:: Short problem ::
Convert the data, from its first line through the line containing "MULTIPOLYGON (((574 341, 574", into a JSON list of strings with one string per line, omitting blank lines.

-- start --

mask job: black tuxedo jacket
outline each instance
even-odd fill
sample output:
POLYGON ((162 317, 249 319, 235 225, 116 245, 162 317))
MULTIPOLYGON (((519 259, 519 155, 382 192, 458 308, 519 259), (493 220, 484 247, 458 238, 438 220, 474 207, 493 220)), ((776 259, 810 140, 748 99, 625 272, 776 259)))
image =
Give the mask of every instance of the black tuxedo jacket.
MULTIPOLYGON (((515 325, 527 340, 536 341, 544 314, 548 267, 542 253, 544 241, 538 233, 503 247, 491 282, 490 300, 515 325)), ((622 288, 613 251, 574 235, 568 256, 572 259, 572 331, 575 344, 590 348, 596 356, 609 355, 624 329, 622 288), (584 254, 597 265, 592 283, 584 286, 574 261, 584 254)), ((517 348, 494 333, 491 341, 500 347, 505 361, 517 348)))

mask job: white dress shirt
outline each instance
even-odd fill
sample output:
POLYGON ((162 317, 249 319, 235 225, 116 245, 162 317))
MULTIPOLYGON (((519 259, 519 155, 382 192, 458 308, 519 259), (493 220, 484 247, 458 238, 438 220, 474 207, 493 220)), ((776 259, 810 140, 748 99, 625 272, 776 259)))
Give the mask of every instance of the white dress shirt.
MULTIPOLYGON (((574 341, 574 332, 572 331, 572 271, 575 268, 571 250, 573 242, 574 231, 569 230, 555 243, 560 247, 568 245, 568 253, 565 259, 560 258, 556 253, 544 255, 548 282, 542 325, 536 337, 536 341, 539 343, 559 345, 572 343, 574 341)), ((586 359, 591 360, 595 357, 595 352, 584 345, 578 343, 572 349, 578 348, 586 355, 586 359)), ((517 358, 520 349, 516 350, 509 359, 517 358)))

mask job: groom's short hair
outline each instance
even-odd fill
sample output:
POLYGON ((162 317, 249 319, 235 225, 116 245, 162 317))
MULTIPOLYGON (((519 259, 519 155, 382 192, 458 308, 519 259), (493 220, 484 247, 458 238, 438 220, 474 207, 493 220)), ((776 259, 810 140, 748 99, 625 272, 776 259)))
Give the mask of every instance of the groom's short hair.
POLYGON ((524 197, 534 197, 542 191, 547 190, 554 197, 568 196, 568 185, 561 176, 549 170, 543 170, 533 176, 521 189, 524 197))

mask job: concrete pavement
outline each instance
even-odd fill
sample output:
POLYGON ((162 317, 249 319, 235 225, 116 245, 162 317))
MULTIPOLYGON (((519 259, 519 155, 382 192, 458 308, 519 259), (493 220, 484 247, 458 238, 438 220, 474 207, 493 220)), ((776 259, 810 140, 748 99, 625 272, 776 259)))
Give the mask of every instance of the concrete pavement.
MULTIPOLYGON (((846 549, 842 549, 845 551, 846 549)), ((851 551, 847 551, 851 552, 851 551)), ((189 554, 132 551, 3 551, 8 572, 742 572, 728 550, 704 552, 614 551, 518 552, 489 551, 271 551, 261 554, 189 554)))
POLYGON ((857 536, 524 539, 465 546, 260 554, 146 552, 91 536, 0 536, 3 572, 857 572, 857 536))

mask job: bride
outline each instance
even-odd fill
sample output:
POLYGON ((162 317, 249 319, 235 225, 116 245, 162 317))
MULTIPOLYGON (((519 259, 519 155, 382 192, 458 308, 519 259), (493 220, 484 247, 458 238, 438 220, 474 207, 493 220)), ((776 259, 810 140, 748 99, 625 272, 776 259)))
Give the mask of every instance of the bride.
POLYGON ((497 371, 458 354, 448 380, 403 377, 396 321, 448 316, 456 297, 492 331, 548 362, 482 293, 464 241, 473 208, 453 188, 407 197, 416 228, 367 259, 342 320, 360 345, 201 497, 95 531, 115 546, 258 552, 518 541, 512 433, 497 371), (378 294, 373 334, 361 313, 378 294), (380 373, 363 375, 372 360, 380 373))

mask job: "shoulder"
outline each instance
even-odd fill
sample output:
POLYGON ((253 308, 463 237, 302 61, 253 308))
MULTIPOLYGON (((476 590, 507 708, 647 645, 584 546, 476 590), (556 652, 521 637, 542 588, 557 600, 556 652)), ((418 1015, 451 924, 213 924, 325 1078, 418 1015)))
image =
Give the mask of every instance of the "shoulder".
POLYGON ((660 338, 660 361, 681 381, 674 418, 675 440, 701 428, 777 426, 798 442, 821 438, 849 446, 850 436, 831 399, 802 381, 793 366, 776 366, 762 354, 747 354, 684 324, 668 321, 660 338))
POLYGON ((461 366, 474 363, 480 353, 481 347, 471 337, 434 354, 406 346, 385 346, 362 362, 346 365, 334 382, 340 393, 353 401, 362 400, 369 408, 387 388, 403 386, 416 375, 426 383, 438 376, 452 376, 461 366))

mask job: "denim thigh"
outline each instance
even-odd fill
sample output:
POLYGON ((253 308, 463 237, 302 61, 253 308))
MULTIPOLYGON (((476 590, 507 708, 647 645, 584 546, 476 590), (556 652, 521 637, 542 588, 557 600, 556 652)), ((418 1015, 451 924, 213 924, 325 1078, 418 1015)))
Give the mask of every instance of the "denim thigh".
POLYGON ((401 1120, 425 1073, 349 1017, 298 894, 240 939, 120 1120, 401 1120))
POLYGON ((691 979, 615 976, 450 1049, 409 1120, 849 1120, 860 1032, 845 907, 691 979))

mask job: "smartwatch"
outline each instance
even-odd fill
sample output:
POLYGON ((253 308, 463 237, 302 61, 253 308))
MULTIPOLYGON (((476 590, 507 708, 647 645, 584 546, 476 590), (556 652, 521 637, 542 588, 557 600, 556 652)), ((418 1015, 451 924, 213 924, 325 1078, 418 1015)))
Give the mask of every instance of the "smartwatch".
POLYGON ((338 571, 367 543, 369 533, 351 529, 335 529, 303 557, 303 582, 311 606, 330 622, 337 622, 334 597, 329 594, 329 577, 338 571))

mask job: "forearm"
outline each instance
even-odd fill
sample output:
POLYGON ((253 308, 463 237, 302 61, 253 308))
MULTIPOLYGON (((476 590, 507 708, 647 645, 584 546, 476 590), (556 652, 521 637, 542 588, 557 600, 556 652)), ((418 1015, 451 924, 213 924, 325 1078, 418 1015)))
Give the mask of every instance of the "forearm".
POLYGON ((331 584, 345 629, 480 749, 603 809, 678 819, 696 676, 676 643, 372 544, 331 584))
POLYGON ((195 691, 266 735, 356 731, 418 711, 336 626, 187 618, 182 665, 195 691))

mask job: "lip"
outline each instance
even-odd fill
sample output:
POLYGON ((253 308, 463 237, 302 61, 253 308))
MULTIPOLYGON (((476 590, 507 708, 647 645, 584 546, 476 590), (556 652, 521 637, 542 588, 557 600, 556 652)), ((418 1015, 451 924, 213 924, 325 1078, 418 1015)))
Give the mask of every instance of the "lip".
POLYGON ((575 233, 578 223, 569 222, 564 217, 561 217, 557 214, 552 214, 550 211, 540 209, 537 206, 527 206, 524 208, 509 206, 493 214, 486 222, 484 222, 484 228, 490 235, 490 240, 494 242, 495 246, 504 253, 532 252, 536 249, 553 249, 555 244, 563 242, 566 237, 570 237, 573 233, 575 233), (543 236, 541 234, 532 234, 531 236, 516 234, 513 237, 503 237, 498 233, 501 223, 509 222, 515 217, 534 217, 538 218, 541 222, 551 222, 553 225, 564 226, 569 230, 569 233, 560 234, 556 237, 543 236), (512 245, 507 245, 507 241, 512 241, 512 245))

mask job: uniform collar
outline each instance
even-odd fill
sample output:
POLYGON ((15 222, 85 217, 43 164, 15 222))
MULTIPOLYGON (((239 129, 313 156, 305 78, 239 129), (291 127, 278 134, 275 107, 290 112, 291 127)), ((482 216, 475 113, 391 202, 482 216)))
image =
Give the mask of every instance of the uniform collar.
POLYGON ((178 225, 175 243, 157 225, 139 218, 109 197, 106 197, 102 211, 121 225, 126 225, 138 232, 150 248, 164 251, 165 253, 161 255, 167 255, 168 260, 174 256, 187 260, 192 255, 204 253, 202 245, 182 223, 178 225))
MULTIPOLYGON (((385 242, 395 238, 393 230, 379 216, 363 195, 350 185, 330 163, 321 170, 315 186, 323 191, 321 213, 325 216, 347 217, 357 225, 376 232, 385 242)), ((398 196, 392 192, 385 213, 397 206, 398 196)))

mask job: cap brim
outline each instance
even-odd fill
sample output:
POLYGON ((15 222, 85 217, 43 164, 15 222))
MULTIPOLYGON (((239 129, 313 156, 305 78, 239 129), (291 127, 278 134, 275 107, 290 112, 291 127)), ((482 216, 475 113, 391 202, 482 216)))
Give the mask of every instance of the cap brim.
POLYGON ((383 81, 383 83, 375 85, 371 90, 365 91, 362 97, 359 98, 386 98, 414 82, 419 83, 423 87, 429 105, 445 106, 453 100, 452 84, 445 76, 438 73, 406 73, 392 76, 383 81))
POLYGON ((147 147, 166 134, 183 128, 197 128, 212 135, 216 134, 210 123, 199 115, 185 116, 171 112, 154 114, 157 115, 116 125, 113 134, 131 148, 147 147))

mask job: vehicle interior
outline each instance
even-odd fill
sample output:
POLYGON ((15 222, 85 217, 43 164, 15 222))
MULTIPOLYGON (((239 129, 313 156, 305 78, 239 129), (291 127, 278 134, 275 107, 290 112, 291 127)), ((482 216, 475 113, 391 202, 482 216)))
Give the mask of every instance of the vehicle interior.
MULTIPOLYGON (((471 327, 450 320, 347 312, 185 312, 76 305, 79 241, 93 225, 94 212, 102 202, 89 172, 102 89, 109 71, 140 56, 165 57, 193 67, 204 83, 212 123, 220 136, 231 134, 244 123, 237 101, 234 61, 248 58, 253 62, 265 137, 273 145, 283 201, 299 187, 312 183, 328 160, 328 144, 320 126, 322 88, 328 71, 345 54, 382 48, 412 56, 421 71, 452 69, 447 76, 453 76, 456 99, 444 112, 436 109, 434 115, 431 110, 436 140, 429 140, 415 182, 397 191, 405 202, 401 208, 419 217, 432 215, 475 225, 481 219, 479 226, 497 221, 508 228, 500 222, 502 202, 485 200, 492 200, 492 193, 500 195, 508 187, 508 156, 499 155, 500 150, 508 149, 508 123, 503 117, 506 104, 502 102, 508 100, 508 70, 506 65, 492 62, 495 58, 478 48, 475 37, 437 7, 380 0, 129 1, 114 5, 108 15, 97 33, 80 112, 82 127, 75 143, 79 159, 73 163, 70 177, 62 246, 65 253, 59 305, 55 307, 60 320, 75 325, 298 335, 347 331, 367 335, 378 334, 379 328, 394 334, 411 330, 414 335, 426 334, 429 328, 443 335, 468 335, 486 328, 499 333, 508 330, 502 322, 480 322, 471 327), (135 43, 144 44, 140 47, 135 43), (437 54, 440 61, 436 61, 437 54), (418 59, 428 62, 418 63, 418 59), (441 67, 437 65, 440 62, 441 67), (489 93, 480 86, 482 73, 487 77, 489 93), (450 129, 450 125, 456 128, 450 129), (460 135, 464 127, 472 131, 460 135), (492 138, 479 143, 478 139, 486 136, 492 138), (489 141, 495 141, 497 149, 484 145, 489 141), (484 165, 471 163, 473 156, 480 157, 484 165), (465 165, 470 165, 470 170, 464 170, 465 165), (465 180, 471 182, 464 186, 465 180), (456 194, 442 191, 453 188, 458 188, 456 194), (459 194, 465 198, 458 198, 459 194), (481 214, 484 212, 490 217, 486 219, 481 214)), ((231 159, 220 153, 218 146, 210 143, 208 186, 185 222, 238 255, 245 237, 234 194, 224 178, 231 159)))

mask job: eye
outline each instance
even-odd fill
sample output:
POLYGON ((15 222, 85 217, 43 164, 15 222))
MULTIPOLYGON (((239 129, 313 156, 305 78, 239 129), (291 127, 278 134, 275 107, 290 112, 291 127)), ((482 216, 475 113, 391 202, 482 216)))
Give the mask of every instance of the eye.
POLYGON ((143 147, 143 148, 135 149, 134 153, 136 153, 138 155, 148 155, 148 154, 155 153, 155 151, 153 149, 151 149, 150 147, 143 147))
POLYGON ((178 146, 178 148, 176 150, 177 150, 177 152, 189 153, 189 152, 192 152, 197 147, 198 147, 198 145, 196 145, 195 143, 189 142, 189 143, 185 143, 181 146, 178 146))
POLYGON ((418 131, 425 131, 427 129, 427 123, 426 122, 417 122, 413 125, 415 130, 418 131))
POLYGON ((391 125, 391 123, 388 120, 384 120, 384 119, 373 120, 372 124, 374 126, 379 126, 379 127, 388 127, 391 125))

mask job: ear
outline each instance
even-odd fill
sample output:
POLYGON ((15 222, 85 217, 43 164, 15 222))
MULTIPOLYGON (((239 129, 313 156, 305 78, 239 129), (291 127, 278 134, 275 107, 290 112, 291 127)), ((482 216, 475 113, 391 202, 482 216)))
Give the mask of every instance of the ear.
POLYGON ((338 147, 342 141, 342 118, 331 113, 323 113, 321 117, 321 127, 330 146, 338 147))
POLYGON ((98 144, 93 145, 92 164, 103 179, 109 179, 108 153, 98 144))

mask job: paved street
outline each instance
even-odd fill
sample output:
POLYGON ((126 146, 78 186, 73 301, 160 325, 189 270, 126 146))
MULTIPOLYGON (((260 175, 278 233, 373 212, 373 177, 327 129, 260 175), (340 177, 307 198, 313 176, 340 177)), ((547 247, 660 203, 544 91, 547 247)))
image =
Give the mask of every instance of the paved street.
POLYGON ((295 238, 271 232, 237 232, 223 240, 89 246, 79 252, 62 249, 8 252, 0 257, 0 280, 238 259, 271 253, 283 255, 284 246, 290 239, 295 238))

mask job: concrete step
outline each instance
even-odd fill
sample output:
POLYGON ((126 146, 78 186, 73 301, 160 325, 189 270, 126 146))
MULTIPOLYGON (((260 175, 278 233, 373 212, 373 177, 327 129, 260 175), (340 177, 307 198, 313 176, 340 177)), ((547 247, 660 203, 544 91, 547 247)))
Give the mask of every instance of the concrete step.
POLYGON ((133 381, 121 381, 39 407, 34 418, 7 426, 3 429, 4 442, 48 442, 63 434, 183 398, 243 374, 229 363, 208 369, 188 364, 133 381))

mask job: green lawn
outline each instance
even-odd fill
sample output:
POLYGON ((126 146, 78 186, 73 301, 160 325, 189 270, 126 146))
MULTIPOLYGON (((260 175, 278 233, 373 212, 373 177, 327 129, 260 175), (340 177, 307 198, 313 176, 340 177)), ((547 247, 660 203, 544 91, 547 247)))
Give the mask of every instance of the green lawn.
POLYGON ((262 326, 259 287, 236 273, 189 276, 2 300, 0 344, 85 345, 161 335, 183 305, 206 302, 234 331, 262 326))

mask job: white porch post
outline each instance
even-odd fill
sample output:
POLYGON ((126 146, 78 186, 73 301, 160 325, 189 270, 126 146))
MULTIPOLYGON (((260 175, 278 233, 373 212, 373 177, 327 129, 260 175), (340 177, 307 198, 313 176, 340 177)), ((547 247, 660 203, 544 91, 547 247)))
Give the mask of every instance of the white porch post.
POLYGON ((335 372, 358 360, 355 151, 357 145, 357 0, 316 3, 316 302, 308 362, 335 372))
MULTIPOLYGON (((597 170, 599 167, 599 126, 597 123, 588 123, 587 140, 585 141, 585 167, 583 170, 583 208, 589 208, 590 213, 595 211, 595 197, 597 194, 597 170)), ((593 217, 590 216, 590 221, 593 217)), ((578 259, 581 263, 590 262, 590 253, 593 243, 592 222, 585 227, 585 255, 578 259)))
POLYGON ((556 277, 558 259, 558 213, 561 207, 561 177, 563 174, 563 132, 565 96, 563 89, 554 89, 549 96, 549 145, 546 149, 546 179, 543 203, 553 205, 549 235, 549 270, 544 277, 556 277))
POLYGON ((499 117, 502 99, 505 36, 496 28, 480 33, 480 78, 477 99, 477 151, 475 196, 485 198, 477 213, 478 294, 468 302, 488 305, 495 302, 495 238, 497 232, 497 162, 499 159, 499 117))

-- end --

:: Written response ::
[
  "mask job: black tuxedo jacket",
  "outline each instance",
  "even-odd fill",
  "sample output:",
  "POLYGON ((162 317, 249 319, 235 225, 116 245, 162 317))",
  "MULTIPOLYGON (((519 259, 519 155, 382 192, 458 308, 519 259), (493 220, 484 247, 458 238, 438 220, 474 207, 493 220)), ((776 259, 810 140, 748 99, 625 272, 776 259)))",
  "image =",
  "Give the mask of every instance of the black tuxedo jacket.",
  "MULTIPOLYGON (((515 325, 527 340, 536 341, 544 314, 548 267, 542 253, 544 241, 538 233, 503 247, 491 282, 490 300, 515 325)), ((622 288, 613 251, 574 235, 568 256, 572 259, 572 331, 575 344, 590 348, 596 356, 609 355, 624 329, 622 288), (584 254, 597 265, 592 283, 584 286, 574 261, 584 254)), ((517 348, 494 333, 491 341, 500 347, 505 361, 517 348)))",
  "mask job: white dress shirt",
  "outline each instance",
  "even-odd fill",
  "sample output:",
  "POLYGON ((162 317, 249 319, 235 225, 116 245, 162 317))",
  "MULTIPOLYGON (((519 259, 519 155, 382 192, 458 308, 519 259), (493 220, 484 247, 458 238, 438 220, 474 207, 493 220)), ((776 259, 810 140, 748 99, 625 272, 776 259)))",
  "Give the mask of every instance of the white dress shirt.",
  "MULTIPOLYGON (((574 341, 574 332, 572 331, 572 271, 575 268, 571 250, 573 242, 574 231, 569 230, 555 243, 560 247, 568 245, 568 253, 565 259, 560 258, 556 253, 544 255, 548 282, 542 325, 536 337, 536 341, 539 343, 559 345, 572 343, 574 341)), ((586 359, 591 360, 595 357, 595 352, 584 345, 578 343, 572 349, 578 348, 586 355, 586 359)), ((517 358, 520 349, 516 350, 509 359, 517 358)))"
]